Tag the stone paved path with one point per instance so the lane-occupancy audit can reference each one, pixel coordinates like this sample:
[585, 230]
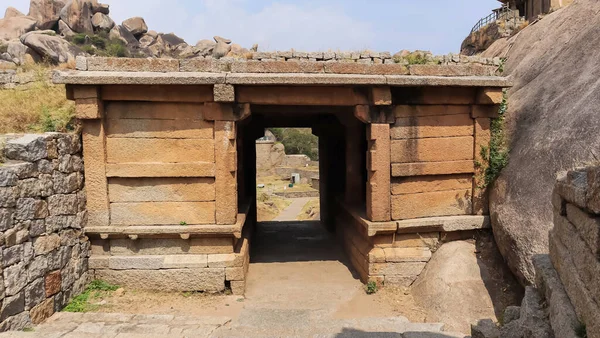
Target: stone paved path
[293, 210]
[299, 285]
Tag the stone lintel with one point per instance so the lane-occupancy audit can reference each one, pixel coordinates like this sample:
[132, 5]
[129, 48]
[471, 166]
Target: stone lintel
[445, 223]
[375, 114]
[199, 78]
[218, 111]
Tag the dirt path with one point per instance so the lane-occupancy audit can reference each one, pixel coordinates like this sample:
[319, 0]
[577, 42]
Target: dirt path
[293, 210]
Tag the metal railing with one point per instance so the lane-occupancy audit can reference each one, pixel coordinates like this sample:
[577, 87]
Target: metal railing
[504, 13]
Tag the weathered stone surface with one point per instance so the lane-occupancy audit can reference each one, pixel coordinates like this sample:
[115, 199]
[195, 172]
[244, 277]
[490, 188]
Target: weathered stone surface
[14, 27]
[102, 22]
[52, 283]
[432, 149]
[432, 204]
[121, 33]
[136, 25]
[453, 287]
[210, 280]
[62, 204]
[133, 65]
[12, 306]
[42, 311]
[421, 184]
[46, 13]
[51, 47]
[149, 213]
[78, 15]
[161, 189]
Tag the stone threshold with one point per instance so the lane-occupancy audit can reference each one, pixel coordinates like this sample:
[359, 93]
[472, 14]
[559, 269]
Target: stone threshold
[184, 231]
[197, 78]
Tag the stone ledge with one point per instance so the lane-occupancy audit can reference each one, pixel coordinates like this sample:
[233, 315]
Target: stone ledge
[446, 224]
[194, 78]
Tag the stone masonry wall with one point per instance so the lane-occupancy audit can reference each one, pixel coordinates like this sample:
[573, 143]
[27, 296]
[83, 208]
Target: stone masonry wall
[44, 254]
[575, 242]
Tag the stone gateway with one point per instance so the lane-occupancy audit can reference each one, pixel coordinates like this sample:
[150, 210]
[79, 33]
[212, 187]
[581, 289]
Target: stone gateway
[170, 161]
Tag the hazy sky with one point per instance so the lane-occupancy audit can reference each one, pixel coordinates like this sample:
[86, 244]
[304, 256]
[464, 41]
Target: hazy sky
[309, 25]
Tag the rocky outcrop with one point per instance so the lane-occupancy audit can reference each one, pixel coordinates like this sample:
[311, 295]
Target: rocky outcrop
[15, 26]
[77, 14]
[453, 287]
[552, 124]
[45, 12]
[102, 22]
[50, 47]
[136, 25]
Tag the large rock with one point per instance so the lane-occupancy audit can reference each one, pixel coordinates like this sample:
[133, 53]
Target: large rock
[50, 47]
[45, 12]
[452, 288]
[136, 25]
[121, 33]
[102, 22]
[78, 15]
[14, 27]
[12, 12]
[552, 124]
[204, 47]
[22, 53]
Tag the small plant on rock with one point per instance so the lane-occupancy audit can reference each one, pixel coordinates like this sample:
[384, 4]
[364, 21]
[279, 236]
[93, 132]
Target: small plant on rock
[371, 288]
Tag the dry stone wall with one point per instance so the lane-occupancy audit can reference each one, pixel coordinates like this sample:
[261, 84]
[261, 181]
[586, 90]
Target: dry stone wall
[44, 253]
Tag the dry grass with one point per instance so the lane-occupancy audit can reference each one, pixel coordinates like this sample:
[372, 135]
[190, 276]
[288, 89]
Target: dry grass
[38, 107]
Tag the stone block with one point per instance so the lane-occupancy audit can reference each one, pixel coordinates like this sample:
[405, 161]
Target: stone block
[490, 112]
[432, 204]
[45, 244]
[132, 64]
[432, 168]
[425, 239]
[432, 126]
[12, 305]
[12, 255]
[185, 262]
[35, 293]
[162, 213]
[400, 255]
[235, 273]
[588, 227]
[420, 184]
[15, 278]
[53, 282]
[98, 262]
[42, 311]
[432, 149]
[126, 150]
[181, 128]
[586, 263]
[224, 93]
[406, 111]
[161, 189]
[222, 261]
[405, 269]
[238, 287]
[209, 280]
[89, 109]
[8, 197]
[490, 96]
[62, 204]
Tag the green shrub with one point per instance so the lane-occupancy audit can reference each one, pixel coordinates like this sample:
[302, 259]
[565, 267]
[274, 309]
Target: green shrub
[496, 156]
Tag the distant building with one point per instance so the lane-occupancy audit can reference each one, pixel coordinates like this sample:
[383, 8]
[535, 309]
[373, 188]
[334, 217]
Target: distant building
[530, 9]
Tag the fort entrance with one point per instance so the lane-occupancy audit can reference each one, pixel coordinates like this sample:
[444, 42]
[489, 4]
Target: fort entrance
[170, 161]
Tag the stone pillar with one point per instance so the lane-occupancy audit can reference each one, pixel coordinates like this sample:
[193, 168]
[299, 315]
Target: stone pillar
[226, 173]
[379, 172]
[89, 107]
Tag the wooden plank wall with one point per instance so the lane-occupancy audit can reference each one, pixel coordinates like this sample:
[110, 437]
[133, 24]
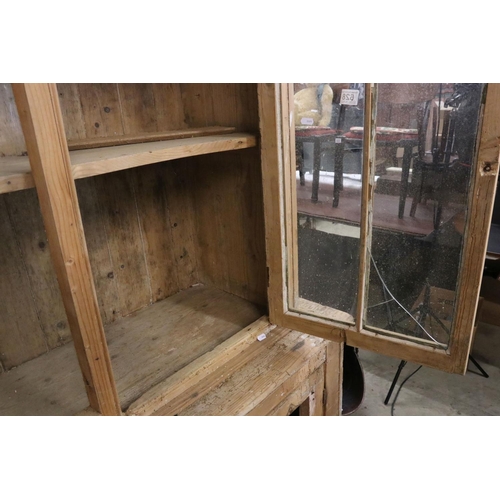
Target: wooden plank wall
[11, 135]
[151, 231]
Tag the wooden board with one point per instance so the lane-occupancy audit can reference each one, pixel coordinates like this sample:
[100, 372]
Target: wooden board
[15, 171]
[100, 142]
[227, 199]
[146, 348]
[21, 335]
[275, 360]
[42, 125]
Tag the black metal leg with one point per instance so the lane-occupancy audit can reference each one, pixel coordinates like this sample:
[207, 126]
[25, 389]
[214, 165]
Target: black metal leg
[339, 171]
[405, 174]
[478, 366]
[394, 381]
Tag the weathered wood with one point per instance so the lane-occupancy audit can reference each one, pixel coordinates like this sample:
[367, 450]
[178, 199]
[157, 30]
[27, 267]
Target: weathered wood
[146, 349]
[271, 162]
[96, 237]
[294, 392]
[101, 109]
[314, 309]
[138, 108]
[21, 335]
[41, 120]
[30, 236]
[333, 378]
[168, 106]
[227, 208]
[71, 110]
[91, 162]
[182, 214]
[480, 208]
[273, 363]
[156, 231]
[198, 104]
[15, 174]
[11, 135]
[367, 190]
[167, 397]
[125, 241]
[144, 137]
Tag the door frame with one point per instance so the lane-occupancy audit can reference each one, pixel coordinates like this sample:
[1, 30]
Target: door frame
[278, 175]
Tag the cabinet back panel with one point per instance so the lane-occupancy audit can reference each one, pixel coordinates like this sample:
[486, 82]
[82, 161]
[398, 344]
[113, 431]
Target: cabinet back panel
[32, 316]
[227, 196]
[109, 109]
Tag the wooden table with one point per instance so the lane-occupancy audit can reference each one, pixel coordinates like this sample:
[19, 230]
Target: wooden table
[395, 140]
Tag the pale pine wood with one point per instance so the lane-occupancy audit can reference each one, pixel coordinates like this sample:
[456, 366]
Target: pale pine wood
[165, 398]
[12, 141]
[289, 169]
[41, 120]
[227, 201]
[104, 160]
[280, 255]
[146, 348]
[97, 240]
[314, 309]
[168, 106]
[240, 391]
[333, 378]
[367, 190]
[144, 137]
[125, 241]
[101, 109]
[15, 171]
[298, 391]
[72, 112]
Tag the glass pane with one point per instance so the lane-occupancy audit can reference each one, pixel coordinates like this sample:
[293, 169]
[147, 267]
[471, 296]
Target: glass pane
[425, 145]
[329, 160]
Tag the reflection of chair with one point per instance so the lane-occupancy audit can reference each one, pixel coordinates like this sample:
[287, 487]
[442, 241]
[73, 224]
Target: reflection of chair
[447, 130]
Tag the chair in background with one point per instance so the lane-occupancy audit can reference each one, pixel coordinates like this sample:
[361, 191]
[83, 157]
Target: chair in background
[447, 132]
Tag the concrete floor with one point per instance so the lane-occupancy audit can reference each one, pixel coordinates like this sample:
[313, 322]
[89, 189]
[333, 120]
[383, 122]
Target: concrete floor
[431, 392]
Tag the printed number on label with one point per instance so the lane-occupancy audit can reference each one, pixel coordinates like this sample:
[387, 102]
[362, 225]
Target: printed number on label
[349, 97]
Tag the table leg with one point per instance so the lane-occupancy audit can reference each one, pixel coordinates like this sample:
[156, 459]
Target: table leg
[339, 171]
[316, 170]
[408, 149]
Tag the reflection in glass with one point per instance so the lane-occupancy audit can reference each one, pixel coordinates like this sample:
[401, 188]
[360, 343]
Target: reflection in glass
[329, 158]
[425, 145]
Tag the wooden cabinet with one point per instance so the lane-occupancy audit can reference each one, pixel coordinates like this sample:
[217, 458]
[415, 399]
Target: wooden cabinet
[133, 265]
[149, 258]
[425, 281]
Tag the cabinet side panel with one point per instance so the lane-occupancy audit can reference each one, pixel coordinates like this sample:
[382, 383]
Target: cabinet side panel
[101, 262]
[116, 194]
[11, 136]
[222, 104]
[92, 110]
[30, 236]
[139, 227]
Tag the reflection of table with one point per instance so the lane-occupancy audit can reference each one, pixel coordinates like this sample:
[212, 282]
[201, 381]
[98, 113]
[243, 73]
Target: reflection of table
[319, 136]
[407, 141]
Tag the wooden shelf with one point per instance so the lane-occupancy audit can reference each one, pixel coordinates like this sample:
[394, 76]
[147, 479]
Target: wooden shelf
[146, 348]
[15, 172]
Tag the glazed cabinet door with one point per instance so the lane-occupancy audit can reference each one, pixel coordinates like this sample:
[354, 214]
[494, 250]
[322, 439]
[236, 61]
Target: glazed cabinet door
[378, 202]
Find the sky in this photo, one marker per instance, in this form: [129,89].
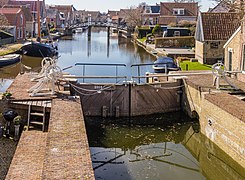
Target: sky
[104,5]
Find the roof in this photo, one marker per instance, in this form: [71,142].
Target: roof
[191,9]
[221,7]
[26,10]
[31,3]
[219,26]
[51,13]
[166,20]
[10,10]
[113,13]
[155,9]
[233,35]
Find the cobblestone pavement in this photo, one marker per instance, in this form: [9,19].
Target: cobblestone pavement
[61,153]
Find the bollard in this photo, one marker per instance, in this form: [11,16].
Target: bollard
[186,67]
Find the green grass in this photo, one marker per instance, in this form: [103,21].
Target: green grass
[194,66]
[142,39]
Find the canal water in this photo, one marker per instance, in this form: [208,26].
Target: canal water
[168,147]
[157,147]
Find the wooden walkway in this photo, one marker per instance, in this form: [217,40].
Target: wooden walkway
[61,153]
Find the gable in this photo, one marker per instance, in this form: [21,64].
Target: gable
[219,26]
[191,9]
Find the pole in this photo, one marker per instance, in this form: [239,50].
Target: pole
[129,102]
[38,20]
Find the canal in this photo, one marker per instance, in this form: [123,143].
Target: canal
[166,146]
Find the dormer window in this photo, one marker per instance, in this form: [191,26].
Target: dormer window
[178,11]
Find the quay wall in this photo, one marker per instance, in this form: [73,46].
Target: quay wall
[128,100]
[223,128]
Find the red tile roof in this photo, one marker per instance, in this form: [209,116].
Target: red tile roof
[166,20]
[191,9]
[219,26]
[10,10]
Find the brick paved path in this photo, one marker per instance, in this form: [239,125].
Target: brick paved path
[61,153]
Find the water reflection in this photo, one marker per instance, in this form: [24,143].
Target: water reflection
[141,151]
[173,150]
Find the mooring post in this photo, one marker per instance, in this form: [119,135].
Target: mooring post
[139,74]
[89,31]
[129,101]
[108,31]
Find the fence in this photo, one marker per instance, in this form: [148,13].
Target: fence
[6,41]
[175,42]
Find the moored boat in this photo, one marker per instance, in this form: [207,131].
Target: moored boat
[36,49]
[9,60]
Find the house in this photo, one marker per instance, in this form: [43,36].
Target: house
[92,16]
[220,7]
[235,53]
[30,23]
[52,16]
[112,17]
[173,13]
[6,38]
[212,32]
[80,16]
[16,17]
[150,14]
[66,15]
[32,6]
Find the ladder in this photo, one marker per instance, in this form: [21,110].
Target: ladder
[36,118]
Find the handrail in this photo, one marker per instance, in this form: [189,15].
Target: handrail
[99,64]
[94,77]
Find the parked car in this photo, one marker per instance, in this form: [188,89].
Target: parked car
[165,63]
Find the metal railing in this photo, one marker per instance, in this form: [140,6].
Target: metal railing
[101,64]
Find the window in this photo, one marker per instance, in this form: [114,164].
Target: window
[176,33]
[178,11]
[214,45]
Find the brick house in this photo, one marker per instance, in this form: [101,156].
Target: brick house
[32,6]
[172,12]
[30,23]
[16,17]
[150,14]
[52,17]
[92,16]
[235,53]
[212,32]
[112,17]
[66,15]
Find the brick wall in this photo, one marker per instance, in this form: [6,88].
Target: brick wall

§ **Task directions**
Reproduce the rows word for word, beginning with the row that contains "Find the brick house" and continuing through the last row.

§ **Answer for the task**
Find the brick house in this photo, one marker per instance, in this form: [101,156].
Target: brick house
[32,6]
[172,12]
[30,23]
[16,17]
[150,14]
[52,17]
[92,16]
[235,53]
[212,32]
[112,17]
[66,15]
Find the brick wall in this photo, one marker per instance, in this form: [6,88].
Target: brick wall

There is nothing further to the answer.